### Exercise objective
Starting at the line that has "of the winglet" and stopping after the line that has "Target: winglet", copy those lines from the records below with "marker" swapped for "dot" and nothing else altered. Leave the picture out of your copy.

### Stored data
※

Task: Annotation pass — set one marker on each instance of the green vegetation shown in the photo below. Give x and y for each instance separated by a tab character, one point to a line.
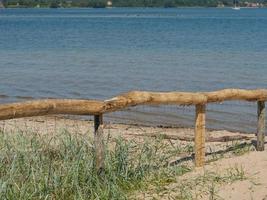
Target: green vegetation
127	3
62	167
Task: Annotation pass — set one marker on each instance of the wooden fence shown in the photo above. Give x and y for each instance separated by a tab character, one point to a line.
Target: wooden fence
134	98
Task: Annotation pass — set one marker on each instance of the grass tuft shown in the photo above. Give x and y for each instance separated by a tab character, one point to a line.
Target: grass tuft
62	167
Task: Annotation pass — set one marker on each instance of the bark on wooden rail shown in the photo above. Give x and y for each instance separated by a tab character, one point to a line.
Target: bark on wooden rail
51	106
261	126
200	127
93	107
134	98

※

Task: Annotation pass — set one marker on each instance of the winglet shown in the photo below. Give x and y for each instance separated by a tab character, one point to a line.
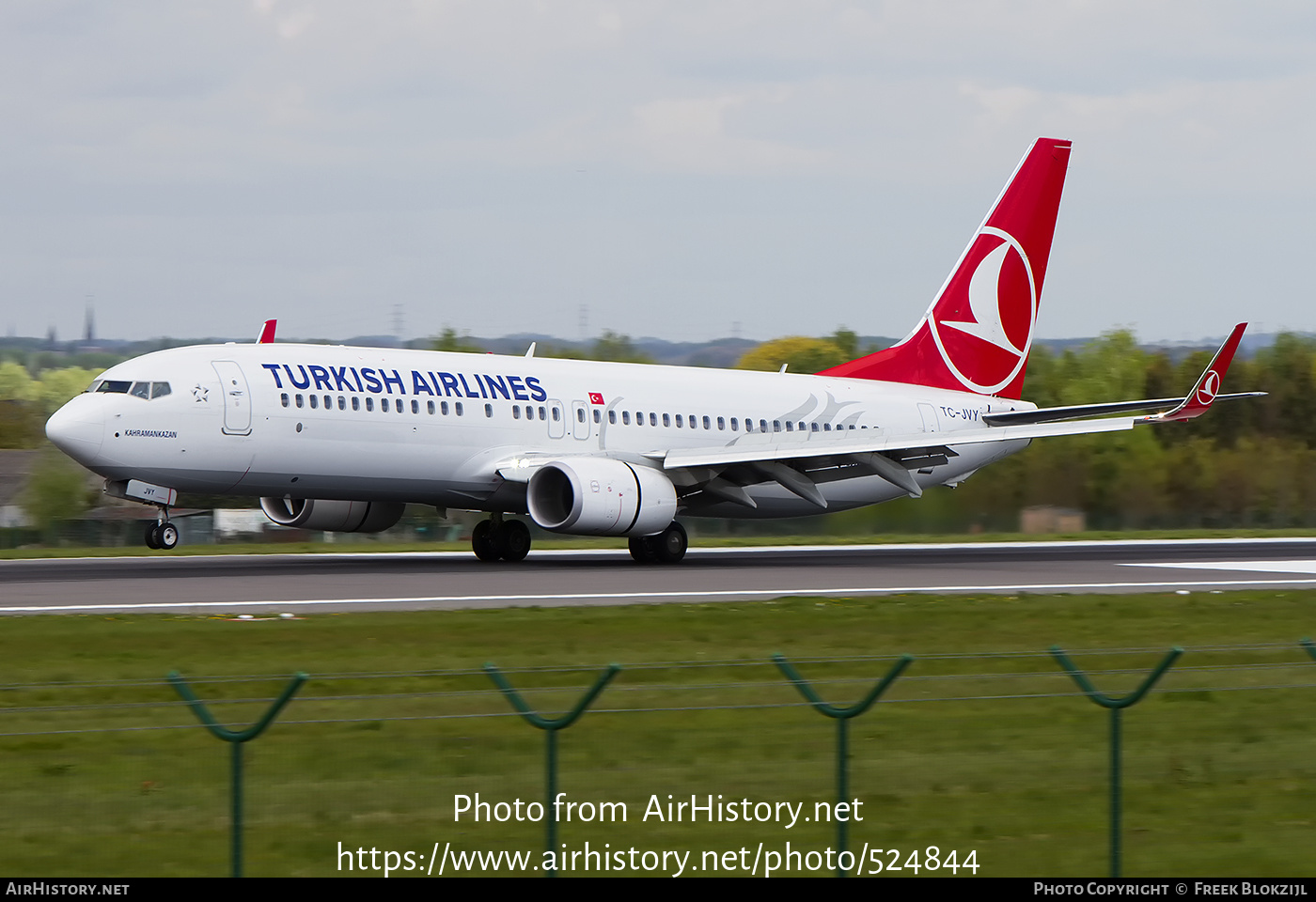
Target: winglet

※

### Output
Task: Annotation pass — set one dot on each instance of the winglet shown in the photo below. Give x and y for each instance separated by a tab character, one point to a line.
Target: winglet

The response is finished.